"""

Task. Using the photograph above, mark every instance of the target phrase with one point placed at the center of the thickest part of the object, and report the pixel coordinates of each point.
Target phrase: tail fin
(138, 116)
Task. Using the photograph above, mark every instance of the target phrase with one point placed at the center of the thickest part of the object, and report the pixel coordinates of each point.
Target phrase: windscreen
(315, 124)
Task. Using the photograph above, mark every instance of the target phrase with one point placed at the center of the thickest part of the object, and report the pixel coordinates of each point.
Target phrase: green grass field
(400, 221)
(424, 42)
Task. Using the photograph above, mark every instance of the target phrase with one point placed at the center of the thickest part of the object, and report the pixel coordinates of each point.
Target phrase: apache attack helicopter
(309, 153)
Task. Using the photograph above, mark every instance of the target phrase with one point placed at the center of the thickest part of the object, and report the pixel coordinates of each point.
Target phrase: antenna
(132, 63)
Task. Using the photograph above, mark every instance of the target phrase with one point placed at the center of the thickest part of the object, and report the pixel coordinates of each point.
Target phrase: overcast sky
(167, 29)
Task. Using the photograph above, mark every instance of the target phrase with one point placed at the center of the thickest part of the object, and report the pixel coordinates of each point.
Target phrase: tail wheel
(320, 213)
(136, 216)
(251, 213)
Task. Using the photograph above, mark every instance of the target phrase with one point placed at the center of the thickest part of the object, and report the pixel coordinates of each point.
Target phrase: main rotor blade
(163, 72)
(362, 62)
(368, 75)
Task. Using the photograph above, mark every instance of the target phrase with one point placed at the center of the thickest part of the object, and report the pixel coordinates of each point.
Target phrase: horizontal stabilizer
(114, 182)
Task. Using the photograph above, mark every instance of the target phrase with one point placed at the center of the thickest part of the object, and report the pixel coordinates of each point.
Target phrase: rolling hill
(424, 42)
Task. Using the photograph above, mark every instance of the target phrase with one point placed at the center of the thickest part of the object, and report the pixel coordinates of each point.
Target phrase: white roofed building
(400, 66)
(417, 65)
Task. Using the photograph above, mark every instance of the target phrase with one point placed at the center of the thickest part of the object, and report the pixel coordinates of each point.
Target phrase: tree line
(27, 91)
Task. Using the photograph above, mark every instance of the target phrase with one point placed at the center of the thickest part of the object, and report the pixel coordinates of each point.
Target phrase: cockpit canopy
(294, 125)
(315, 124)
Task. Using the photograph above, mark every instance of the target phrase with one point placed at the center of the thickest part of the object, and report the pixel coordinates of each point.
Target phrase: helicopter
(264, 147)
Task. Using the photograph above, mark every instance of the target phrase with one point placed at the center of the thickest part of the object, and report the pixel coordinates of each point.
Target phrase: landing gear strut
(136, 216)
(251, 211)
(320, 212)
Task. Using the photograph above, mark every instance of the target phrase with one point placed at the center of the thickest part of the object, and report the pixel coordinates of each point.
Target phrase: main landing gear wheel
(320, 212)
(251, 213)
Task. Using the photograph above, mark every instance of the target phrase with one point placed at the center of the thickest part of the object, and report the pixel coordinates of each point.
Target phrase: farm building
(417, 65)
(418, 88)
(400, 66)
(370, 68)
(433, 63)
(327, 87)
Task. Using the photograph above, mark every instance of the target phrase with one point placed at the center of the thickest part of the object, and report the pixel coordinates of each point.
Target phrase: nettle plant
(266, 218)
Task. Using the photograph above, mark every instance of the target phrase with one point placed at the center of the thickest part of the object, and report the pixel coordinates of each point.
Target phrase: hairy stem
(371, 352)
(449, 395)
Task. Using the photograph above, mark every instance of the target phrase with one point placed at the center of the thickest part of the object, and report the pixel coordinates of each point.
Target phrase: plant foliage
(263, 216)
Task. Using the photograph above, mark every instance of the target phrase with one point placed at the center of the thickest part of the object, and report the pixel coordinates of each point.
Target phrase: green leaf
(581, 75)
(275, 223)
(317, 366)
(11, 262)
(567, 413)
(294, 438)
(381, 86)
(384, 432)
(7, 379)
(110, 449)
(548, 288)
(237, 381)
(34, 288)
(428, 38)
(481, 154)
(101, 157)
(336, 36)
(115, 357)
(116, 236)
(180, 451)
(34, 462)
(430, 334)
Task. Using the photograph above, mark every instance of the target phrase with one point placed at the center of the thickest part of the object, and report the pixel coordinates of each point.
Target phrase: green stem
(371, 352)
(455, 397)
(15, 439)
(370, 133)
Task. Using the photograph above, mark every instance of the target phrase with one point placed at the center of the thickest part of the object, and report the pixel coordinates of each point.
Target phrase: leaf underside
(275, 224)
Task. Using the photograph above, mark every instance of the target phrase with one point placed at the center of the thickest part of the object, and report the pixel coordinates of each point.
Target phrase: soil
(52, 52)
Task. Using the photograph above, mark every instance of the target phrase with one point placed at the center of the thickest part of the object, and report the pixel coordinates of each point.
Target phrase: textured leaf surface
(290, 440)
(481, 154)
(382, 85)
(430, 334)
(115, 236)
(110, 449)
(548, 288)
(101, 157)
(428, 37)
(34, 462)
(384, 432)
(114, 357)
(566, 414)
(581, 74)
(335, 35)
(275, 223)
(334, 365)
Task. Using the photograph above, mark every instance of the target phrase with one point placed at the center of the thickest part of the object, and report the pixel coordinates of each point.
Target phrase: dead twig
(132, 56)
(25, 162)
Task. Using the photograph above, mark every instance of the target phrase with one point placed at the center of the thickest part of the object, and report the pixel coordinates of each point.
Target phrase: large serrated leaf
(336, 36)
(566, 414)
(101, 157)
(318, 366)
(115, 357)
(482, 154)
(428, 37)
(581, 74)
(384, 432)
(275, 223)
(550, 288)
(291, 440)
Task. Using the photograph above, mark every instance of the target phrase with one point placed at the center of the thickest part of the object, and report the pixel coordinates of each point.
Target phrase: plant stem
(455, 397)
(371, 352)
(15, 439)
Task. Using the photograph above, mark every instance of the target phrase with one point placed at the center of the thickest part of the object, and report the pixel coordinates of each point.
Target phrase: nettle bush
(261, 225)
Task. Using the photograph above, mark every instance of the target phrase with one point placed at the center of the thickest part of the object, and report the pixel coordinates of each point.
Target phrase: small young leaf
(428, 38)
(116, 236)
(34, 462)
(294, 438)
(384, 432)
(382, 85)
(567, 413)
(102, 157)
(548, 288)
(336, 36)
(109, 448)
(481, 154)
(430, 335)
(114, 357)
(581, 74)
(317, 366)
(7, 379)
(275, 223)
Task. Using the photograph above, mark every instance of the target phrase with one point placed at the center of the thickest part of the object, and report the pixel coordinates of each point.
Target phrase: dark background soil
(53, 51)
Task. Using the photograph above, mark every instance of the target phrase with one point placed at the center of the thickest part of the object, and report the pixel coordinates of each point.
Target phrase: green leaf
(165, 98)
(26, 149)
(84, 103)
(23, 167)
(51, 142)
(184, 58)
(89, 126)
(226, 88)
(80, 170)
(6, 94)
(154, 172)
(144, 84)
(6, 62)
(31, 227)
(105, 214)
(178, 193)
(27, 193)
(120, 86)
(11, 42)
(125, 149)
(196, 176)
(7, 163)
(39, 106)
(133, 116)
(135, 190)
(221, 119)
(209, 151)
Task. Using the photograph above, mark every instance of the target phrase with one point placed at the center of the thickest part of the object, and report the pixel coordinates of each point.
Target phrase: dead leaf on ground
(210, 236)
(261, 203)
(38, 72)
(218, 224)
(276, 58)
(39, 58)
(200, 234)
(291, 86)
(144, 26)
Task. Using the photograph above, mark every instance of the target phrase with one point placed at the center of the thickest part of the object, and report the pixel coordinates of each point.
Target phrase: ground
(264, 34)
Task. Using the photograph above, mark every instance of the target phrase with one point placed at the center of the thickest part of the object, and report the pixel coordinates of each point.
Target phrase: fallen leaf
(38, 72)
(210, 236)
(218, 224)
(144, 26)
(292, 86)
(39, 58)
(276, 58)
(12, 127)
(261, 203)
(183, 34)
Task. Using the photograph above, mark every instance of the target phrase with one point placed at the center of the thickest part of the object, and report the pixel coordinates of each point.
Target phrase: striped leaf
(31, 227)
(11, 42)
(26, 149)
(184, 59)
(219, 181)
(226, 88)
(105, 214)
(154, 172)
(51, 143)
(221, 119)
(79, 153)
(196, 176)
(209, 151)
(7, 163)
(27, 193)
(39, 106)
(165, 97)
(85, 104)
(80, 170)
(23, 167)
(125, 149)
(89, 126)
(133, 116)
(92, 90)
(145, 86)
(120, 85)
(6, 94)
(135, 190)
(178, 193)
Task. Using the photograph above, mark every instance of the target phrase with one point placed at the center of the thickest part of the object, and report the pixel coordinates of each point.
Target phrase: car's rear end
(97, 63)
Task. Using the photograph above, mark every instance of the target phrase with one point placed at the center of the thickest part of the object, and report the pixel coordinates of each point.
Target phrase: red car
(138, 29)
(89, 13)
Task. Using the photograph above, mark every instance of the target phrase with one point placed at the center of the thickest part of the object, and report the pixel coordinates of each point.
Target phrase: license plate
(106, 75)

"""

* _Problem_
Pick out every line in the rows above that contains the word "main", and copy each of those lines.

* _Written response_
Target phrase: main rotor blade
Target phrase: main landing gear wheel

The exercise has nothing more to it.